## Prompt a
Could you reproduce, word for word, the entries from their first line through the line containing "Where the rings"?

*** Excerpted passage

# Frequency Control and Inertial Response Schemes for the Future Power Networks:System Frequency Response

#### System Frequency Response

The electric frequency in a power system (system frequency, f) is a measure of the rotation speed of the synchronized generators. Changes in generation/demand will produce changes on the system frequency (speed of generators). System frequency is a continuously changing variable that is determined and controlled by the second- by-second (real time) balance between system demand and total generation.

A change in active power demand at one point of a network is reflected throughout the system by a change in electric frequency. Therefore, system frequency provides a useful index to indicate system generation and load imbalance.

Considering a system frequency disturbance condition (active power imbalance between generation and demand), the generator-demand dynamic relationship between the incremental mismatch power and the frequency can be expressed by an equivalent form of the swing equation. If demand is greater than generation, the frequency falls while if generation is greater than demand, the frequency rises.

The electrical devices connected to a synchronous power system are designed to operate at this system’s nominal frequency (f0), it is assumed to be 50 Hz as in the ENTSO-E Continental Europe system [11] (former UCTE) and UK [12].

Generally, deviations from this desired value arise due to imbalances between the instantaneous generation and consumption of electric power, which has an accelerating or decelerating effect on the synchronous machines. These small deviations on electric frequency are a normal result of stochastic variations in loads and should not affect the behavior of any component in the network. The electrical power system must be able to cope with those changes.

Frequency control is responsible for balancing real-time changes in load and generation that occur in a power system and ensuring that the frequency is approximately nominal throughout any period of time. The frequency control is responsible for helping to ensure frequency stability, which is defined as ‘‘the ability of a power system to maintain steady frequency following a severe system upset resulting in a significant imbalance between generation and load’’ [13]. Frequency stability analysis concentrates on studying the overall system stability for sudden changes in the generation-load balance (system frequency disturbance). In addition, the frequency control is responsible for limiting the frequency deviation that occurs after a large system frequency disturbance to the power balance in the system, e.g., the loss of a generator, the sudden disconnection of trans- mission line, as well as then returning the frequency to the nominal value within the required time. This task is accomplished using occasional frequency control services.

The SFR can be classified into two categories: Frequency Response (FR) Dynamic and Non Dynamic Frequency Response. The dynamic FR is continuously provided to manage the normal second by second changes on the system (i.e., small changes on demand). The nondynamic FR is usually a discrete service triggered at a defined frequency deviation.

Frequency control practices differ significantly between the various transmission system operators in the world. Responsibility of frequency control is managed in GB by National Grid PLC [12], though the procurement and despatch of frequency response services, under normal operation conditions the frequency is maintained at f0 = 50 Hz within operational limits of ±0.2 Hz. In an abnormal event (instantaneous loss of 1,320 MW of generation), the maximum allowed system frequency deviation is Dfmax = -0.8 Hz. Figure 2 shows the main control thresholds and operational limits in terms of the absolute frequency magnitude that are used by National Grid (UK).

******
*** Supplied records

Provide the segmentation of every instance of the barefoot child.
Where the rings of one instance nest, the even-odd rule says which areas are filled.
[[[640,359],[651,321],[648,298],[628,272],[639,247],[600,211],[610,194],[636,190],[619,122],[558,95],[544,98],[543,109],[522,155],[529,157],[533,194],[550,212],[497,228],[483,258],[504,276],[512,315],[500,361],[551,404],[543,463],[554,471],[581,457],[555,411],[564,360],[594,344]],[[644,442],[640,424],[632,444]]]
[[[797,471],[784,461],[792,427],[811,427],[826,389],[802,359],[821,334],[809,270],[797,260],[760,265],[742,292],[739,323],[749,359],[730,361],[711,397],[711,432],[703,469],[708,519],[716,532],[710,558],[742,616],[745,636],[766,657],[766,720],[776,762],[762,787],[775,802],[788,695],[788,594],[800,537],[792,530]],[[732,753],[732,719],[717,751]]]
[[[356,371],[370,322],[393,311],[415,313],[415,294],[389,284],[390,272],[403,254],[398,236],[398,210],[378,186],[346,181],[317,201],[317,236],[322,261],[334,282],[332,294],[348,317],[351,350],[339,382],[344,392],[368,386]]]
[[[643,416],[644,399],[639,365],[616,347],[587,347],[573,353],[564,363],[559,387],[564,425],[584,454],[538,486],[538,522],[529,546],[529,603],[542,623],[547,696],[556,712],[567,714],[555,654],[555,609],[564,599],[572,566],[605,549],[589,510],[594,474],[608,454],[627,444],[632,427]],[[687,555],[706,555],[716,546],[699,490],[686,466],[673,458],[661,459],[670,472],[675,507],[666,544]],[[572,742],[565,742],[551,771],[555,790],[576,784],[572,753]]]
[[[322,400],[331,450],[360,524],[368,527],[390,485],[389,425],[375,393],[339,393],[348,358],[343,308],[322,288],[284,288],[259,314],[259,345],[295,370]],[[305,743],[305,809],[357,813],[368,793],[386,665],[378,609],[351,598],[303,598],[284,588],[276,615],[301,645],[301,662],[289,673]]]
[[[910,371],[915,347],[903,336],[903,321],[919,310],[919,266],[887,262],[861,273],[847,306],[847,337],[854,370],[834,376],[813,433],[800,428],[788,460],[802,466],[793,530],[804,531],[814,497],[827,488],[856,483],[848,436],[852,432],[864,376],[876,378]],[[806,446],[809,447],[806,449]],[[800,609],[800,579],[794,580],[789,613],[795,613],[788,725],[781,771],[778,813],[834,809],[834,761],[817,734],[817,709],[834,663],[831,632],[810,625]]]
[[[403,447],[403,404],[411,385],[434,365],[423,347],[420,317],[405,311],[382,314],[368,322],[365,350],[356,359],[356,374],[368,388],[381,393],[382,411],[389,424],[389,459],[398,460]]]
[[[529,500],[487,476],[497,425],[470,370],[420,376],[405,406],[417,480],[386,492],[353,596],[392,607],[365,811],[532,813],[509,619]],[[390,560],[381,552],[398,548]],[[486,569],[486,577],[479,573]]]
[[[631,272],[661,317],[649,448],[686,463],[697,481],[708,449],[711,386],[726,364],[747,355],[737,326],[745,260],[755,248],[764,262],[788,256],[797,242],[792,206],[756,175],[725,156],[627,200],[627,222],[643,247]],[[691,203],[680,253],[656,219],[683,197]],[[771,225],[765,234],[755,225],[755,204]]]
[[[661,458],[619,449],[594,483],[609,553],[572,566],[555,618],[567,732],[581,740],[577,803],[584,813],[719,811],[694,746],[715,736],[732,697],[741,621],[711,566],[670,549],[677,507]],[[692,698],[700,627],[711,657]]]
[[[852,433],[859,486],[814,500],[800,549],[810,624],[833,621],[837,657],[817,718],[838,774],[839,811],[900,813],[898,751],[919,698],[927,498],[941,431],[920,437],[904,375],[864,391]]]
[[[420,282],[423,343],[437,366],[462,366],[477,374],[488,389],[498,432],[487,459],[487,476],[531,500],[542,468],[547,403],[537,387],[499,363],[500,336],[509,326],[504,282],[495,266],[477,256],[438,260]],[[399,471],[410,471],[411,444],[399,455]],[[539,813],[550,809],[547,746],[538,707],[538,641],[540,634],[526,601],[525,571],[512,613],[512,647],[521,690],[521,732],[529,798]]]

******

## Prompt b
Write the next part of the passage on system frequency response, starting after its final sentence.

## Exercise output a
Provide the segmentation of every instance of the barefoot child.
Where the rings of one instance nest, the even-odd rule says which areas are filled.

## Exercise output b
A representative example of the system frequency behavior following a frequency disturbance, (i.e., loss of generation or connection of a large load), is shown in Fig. 3. Numerical values depicted in Fig. 3 are related to the illustrative case of frequency control in GB.

Immediately after the disturbance, the system frequency starts dropping (region 1–2 of Fig. 3) at a rate mainly determined by the total inertia of the system (summation of the inertia constant of all generators and spinning loads). For occasions that the frequency drops greater than -0.20 Hz, some generating plants

are contracted to provide FR. The response is classified as an occasional service and has two parts: primary response and secondary response. Primary and secondary response are defined as the additional active power that can be delivered from a generating unit that is available at 10 and 30 s, respectively, after an event and that can be sustained for a further 20 s and 30 min respectively [14].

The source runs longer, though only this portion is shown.